• _STUDY TEXT_:
If I walked around always seeing the kind of breathtaking beauty that I see when I’m high, I would likely forget to eat, and I would definitely not want to show up and do work every day. It’s not very conducive to survival.

While it’s easy to call unfamiliar experiences like these artificial and to deny them of their value, it’s just as easy to take the other side and to argue that they are even more real than the reality we are confined to.

Our perception of the world is incredibly fragile. And if there is anything we have learned through our cultural evolution, it’s that the only thing we can say with absolute certainty is that we have many reasons to exercise a very profound kind of humility when it comes to what is and what isn’t true.

The value of an experience extends beyond how we choose to define it.

 

IV

For the longest time, I didn’t think I had gained any profound insight into the nature of reality, or wisdom about how to live, by doing psychedelics.

I reasoned my use as a way of routinely remembering the heightened bliss you experience when your senses are fully aware of the world and when your feelings are completely attuned to the people and things around you.

Except, I overlooked one thing. I underestimated just how deeply the taste of those heightened experiences can infect your day to day consciousness.

Some people will argue that you don’t need to take drugs to learn about the kind of things that many others take away from their trips. And maybe you don’t. But these people make the mistake of assuming that what is felt when the brain is in such states of mind can be reduced down to clear thoughts that are available to be digested like a fortune cookie.

In reality, that’s not how it works. Anything I verbalize about my experiences may sound trite and tired and possibly even obvious — things that you could have figured out by putting two and two together.

Yet, me knowing these things isn’t what changed my behavior. What actually changed my behavior was the fact that I felt their effect so intensely to the core of my very being that, over time, I became a different person.

For me, this process was gradual. I didn’t just get off a trip and decide that I was suddenly spiritual, or that I now know what it means to live.

What happened was that, one day, I was walking by a range of winter trees, without any color or leaves — trees that I had previously always found notably repulsive and that I felt made winters quite gloomy because they looked and felt dead — and suddenly, I was in awe. I could see the same patterns of beauty in them that I had noticed a few days earlier when my senses were artificially heightened. The winters no longer feel gloomy.

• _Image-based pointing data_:
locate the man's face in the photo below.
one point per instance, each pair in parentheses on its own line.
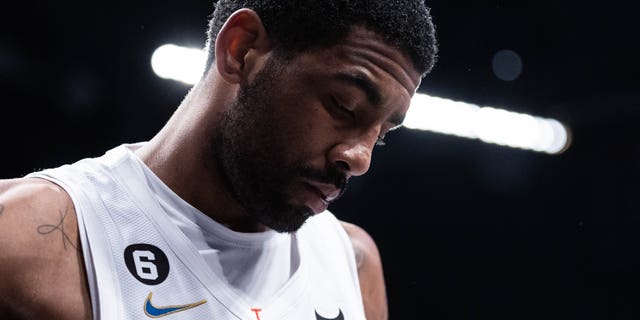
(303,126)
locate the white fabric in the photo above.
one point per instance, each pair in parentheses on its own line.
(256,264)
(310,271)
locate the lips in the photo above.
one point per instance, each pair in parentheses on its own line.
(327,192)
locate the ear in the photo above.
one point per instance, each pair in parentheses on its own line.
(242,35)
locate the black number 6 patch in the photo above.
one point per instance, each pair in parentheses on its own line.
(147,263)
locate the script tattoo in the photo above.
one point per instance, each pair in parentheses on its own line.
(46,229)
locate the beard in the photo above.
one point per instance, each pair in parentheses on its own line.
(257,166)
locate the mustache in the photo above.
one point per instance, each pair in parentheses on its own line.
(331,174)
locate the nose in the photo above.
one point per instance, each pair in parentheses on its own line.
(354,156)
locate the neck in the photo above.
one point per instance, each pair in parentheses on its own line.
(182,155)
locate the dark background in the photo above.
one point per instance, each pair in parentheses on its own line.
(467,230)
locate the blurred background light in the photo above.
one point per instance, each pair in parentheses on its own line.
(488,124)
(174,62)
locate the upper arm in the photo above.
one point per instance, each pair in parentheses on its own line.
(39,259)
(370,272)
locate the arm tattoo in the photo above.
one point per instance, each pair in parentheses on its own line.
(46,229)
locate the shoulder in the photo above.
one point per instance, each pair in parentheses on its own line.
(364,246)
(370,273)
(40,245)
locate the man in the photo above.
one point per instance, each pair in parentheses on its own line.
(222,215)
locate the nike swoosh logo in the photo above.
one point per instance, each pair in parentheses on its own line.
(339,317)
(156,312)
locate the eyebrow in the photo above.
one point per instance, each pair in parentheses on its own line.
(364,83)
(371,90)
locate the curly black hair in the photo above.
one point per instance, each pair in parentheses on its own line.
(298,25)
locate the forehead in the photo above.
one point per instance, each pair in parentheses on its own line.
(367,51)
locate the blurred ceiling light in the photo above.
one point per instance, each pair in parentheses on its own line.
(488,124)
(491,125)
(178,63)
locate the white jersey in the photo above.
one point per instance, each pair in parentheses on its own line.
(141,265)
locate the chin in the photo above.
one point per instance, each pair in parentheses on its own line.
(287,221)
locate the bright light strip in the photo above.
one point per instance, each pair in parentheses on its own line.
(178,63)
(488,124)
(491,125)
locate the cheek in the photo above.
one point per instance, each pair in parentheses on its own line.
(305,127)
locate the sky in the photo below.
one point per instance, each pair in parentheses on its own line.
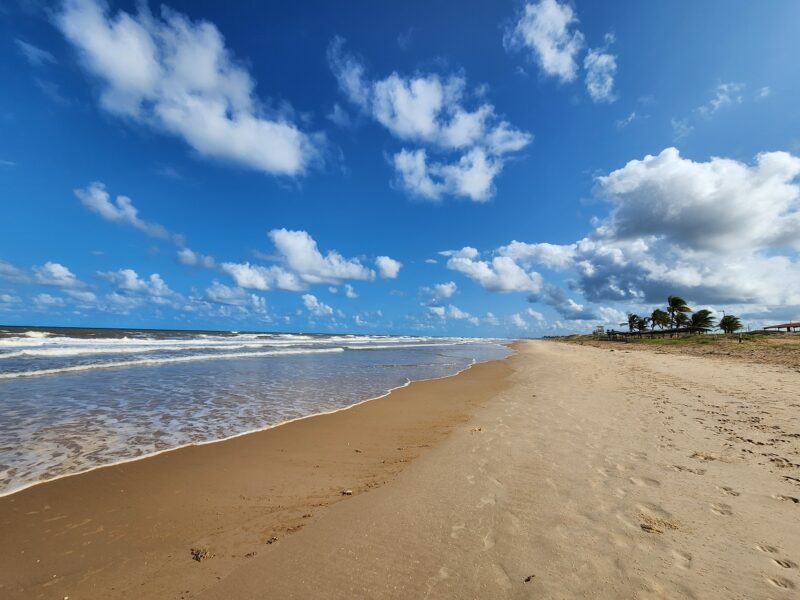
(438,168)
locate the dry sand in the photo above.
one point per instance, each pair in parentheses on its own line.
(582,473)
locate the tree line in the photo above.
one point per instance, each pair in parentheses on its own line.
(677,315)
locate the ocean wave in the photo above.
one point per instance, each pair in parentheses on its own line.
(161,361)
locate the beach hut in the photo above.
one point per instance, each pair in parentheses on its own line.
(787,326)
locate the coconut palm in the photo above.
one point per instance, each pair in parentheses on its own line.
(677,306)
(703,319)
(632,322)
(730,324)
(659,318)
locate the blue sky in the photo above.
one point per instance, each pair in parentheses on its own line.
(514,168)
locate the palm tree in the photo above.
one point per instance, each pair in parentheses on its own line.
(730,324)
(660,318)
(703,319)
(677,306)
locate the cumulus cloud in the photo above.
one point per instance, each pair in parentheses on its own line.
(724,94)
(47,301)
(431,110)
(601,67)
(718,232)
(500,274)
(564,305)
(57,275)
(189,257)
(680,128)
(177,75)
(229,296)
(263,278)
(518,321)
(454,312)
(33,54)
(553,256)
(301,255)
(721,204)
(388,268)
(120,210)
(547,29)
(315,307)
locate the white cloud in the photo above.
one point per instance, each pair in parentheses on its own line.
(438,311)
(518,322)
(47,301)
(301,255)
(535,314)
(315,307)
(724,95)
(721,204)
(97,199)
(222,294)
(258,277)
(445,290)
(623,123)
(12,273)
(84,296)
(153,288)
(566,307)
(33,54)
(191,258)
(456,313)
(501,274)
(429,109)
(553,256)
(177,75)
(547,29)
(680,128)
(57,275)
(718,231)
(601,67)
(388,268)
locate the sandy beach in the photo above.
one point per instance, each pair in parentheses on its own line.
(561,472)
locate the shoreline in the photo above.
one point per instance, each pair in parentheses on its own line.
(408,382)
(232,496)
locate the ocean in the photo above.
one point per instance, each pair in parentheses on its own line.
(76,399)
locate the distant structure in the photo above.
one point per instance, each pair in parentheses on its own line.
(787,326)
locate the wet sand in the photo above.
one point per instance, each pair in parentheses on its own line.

• _EXERCISE INSTRUCTIONS_:
(1) Using the psychedelics text, decide whether each statement agrees with it: (a) The writer would likely forget to eat if always seeing that kind of beauty. (b) The writer's change in behavior came suddenly after a single trip. (c) Winters still feel gloomy to the writer. Answer yes or no for each, and quote the words that decide it.
(2) Answer from the psychedelics text:
(a) How does the writer describe our perception of the world?
(b) What did the writer underestimate?
(c) What was the writer walking by when suddenly in awe?
These lines stand apart from the psychedelics text.

• _ANSWERS FOR THE EXERCISE_:
(1)
(a) Yes: "I would likely forget to eat"
(b) No: "For me, this process was gradual."
(c) No: "The winters no longer feel gloomy."

(2)
(a) As incredibly fragile.
(b) How deeply the taste of those heightened experiences can infect day-to-day consciousness.
(c) A range of winter trees without any color or leaves.